* **Challenge**
Write out precisely the lines beginning with the line that contains "Each instance of the blue" and ending with the last line of the entries, and no other lines.

:: Information supplied

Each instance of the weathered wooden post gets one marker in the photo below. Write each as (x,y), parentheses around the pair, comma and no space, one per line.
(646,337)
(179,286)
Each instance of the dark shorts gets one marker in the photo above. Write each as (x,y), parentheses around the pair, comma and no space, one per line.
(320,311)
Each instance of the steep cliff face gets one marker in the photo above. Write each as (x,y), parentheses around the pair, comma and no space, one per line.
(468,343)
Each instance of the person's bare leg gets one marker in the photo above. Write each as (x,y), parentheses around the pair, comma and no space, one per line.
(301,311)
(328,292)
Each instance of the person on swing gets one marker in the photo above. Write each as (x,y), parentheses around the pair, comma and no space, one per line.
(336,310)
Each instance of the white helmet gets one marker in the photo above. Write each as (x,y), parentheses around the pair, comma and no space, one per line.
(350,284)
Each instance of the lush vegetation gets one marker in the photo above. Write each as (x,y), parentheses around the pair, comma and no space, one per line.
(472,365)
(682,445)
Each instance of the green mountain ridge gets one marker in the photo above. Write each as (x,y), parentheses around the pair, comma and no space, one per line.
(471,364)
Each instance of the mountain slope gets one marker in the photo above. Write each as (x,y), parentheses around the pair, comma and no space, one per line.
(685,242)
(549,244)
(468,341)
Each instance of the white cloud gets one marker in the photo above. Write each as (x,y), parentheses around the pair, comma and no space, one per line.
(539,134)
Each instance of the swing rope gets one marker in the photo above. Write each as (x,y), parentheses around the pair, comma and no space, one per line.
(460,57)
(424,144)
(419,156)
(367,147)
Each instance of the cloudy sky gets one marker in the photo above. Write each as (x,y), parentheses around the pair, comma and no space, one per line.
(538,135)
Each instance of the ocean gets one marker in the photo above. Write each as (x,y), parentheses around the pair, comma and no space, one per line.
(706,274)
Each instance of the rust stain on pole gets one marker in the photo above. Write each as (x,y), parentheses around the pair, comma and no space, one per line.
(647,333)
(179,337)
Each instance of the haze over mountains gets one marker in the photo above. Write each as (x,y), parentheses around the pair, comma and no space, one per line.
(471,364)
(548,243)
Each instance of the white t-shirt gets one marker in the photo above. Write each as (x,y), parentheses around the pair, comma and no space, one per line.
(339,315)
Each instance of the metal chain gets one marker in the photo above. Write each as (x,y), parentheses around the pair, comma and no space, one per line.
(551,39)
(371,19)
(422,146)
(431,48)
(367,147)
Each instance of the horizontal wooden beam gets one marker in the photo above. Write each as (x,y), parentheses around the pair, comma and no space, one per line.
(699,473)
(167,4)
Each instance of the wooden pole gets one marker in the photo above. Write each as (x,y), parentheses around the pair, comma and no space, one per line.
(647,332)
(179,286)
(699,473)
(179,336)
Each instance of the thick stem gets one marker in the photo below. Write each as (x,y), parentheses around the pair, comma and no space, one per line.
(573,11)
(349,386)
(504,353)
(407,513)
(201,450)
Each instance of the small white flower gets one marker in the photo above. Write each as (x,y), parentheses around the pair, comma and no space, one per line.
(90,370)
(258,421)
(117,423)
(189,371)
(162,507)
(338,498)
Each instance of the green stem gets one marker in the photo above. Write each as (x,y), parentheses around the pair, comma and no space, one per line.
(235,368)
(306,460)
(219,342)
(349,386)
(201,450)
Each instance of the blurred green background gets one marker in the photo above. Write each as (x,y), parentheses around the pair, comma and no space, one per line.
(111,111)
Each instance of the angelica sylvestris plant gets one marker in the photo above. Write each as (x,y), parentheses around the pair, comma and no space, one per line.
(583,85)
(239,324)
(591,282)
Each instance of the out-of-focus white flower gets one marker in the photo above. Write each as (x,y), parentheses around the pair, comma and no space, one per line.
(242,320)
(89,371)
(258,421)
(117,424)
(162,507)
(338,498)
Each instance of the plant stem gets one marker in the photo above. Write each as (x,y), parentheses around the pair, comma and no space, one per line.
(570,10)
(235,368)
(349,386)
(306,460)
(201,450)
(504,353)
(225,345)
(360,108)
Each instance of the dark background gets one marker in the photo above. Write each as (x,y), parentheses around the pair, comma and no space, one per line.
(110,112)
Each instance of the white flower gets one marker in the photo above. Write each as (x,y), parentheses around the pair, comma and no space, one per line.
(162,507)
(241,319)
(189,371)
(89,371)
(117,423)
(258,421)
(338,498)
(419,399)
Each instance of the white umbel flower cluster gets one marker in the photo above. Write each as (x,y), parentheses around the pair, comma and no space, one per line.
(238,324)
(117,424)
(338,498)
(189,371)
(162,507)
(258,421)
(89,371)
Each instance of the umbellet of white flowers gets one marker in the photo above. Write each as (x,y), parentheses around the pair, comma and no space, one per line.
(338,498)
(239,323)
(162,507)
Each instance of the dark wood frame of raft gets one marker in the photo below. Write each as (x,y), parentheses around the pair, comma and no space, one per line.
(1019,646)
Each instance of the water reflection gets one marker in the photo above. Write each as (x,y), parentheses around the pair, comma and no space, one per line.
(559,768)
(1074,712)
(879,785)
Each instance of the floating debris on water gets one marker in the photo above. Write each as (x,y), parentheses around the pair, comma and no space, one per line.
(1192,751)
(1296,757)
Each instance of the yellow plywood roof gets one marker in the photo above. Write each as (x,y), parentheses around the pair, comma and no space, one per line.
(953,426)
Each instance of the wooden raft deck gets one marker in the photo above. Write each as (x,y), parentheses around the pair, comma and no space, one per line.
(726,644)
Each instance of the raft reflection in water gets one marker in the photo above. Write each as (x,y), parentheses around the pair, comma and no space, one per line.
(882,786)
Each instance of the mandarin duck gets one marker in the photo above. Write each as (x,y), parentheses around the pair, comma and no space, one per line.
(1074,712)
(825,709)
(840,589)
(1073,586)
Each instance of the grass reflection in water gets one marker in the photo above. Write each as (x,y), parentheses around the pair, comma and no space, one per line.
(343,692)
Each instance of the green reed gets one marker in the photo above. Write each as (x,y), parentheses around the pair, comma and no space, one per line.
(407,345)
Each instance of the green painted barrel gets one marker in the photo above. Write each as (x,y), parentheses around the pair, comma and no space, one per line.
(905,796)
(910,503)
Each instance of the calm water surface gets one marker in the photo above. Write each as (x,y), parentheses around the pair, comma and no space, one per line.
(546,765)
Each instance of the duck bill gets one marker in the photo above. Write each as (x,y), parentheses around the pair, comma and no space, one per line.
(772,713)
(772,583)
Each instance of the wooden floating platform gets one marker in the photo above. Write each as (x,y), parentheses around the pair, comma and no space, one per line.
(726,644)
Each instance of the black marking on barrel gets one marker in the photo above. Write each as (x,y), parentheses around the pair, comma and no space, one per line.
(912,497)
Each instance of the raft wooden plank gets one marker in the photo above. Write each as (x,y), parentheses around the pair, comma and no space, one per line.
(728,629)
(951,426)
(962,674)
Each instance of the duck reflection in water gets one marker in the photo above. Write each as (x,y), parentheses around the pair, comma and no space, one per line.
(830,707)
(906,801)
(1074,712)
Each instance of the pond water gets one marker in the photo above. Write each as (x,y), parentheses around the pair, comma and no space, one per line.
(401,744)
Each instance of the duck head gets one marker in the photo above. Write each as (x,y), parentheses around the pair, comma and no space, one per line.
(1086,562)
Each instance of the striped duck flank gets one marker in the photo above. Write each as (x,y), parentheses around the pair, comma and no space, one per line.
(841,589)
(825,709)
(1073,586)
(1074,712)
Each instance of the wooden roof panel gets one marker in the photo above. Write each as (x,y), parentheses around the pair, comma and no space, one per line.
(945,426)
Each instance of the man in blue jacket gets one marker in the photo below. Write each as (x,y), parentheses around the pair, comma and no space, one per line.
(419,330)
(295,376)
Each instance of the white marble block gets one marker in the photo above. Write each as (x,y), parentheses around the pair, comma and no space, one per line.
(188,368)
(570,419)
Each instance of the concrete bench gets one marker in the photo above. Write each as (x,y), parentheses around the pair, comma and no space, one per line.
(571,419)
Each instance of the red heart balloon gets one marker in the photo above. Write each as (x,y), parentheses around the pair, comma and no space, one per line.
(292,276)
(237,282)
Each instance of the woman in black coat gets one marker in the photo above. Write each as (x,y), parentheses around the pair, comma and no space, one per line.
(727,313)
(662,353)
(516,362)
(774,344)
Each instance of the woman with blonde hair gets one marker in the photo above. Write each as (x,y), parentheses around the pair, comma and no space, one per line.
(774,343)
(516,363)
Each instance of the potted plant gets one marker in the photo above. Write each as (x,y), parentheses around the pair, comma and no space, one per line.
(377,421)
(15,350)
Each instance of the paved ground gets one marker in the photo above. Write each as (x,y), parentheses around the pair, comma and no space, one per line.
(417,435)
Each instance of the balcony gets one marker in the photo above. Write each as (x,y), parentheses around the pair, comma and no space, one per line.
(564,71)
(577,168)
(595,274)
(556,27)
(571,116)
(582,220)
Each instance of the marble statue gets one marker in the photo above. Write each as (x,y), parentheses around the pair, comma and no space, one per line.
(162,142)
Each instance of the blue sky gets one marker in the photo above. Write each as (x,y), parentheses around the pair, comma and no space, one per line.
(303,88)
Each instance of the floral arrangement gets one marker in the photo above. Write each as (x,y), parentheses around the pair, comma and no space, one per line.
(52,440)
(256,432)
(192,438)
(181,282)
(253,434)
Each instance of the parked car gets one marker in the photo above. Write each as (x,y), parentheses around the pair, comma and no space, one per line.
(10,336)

::::

* **Exercise answer**
Each instance of the blue sky gets one marker in the photo above. Write each as (x,y), parentheses around the pair, comma and no space, one per line.
(303,88)
Each instance of the floral arrangement gets one marker in the photo above. Write each as (x,y), parentheses around the pair, comma and no space, one per line.
(52,440)
(256,432)
(192,438)
(181,282)
(253,434)
Each instance of the parked car gets one marker in the photo above. Write each as (x,y), parentheses around the pair, comma and no space, one per line.
(10,336)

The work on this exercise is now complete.